| Supplied entries |
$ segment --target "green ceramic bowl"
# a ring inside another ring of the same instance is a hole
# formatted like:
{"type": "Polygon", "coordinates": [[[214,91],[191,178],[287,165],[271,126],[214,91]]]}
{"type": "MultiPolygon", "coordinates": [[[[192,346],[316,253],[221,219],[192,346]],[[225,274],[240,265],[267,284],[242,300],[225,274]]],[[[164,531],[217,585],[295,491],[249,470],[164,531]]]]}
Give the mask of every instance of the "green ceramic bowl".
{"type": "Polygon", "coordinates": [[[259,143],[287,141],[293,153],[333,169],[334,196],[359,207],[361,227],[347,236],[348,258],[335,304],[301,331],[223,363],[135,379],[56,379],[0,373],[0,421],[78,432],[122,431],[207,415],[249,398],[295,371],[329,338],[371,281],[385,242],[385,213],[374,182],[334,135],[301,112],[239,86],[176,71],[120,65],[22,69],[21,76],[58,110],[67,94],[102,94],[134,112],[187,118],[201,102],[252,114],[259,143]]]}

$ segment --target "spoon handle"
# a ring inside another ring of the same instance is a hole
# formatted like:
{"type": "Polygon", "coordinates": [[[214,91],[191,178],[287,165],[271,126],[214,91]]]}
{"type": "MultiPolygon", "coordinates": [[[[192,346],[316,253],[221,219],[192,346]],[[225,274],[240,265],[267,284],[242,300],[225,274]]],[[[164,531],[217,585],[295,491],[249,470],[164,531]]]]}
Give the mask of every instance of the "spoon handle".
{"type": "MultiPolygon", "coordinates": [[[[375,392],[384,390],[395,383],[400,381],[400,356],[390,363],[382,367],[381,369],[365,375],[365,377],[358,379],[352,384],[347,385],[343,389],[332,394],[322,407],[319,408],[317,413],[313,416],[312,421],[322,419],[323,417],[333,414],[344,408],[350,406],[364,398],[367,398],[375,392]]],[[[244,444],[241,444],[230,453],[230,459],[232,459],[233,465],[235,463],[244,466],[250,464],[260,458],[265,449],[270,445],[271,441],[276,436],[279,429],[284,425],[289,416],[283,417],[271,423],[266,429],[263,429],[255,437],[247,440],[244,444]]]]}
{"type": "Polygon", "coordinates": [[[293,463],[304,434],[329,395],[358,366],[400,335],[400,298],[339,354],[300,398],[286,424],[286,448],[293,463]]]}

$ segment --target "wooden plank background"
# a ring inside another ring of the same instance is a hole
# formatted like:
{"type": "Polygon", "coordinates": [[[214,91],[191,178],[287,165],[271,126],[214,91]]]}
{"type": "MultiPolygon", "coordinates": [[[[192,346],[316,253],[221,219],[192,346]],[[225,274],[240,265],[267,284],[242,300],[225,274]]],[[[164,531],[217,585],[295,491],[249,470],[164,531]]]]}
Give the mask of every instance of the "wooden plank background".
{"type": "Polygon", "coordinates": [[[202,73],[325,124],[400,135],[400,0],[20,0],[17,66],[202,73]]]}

| What to work on |
Exactly as they appear above, give the entries again.

| Exercise answer |
$ segment --target "green ceramic bowl"
# a ring inside another ring of the same instance is a hole
# formatted like:
{"type": "Polygon", "coordinates": [[[214,91],[191,178],[287,165],[271,126],[214,91]]]}
{"type": "MultiPolygon", "coordinates": [[[[192,346],[316,253],[221,219],[192,346]],[[225,274],[240,265],[267,284],[242,300],[225,274]]],[[[164,531],[217,585],[295,491],[249,470],[164,531]]]]}
Give the mask of every instance of the "green ceramic bowl".
{"type": "Polygon", "coordinates": [[[259,143],[287,141],[293,153],[333,169],[334,196],[359,207],[361,227],[347,236],[348,258],[335,304],[301,331],[223,363],[135,379],[56,379],[0,373],[0,421],[78,432],[122,431],[207,415],[249,398],[295,371],[329,338],[371,281],[385,242],[385,213],[374,182],[334,135],[301,112],[239,86],[176,71],[120,65],[22,69],[21,76],[58,110],[67,94],[102,94],[134,112],[187,118],[201,102],[252,114],[259,143]]]}

$ segment --target "spoon handle"
# a ring inside another ring of the same instance is a hole
# formatted like:
{"type": "Polygon", "coordinates": [[[214,91],[191,178],[287,165],[271,126],[214,91]]]}
{"type": "MultiPolygon", "coordinates": [[[[192,346],[316,253],[221,219],[192,346]],[[225,274],[240,265],[267,284],[242,300],[225,274]]],[[[164,531],[217,585],[295,491],[249,470],[164,531]]]]}
Give the mask of every instance of the "spoon handle".
{"type": "MultiPolygon", "coordinates": [[[[375,392],[384,390],[395,383],[400,381],[400,356],[390,363],[382,367],[381,369],[365,375],[365,377],[358,379],[352,384],[347,385],[343,389],[332,394],[322,407],[319,408],[317,413],[313,416],[312,421],[322,419],[323,417],[333,414],[344,408],[350,406],[364,398],[367,398],[375,392]]],[[[244,444],[241,444],[230,453],[230,459],[232,459],[233,465],[235,463],[244,466],[250,464],[260,458],[265,449],[270,445],[271,441],[276,436],[279,429],[284,425],[289,416],[283,417],[271,423],[266,429],[263,429],[255,437],[247,440],[244,444]]]]}
{"type": "Polygon", "coordinates": [[[293,463],[304,434],[329,395],[358,366],[400,335],[400,298],[339,354],[300,398],[286,424],[286,448],[293,463]]]}

$ segment --target "wooden plank background"
# a ring inside another ring of the same instance is a hole
# formatted like:
{"type": "Polygon", "coordinates": [[[214,91],[191,178],[287,165],[271,126],[214,91]]]}
{"type": "MultiPolygon", "coordinates": [[[[192,346],[316,253],[221,219],[192,346]],[[225,274],[240,265],[267,284],[242,300],[225,274]]],[[[164,531],[217,585],[295,491],[249,470],[164,531]]]]}
Give the mask of every instance of the "wooden plank background".
{"type": "Polygon", "coordinates": [[[202,73],[325,124],[400,135],[400,0],[20,0],[17,66],[202,73]]]}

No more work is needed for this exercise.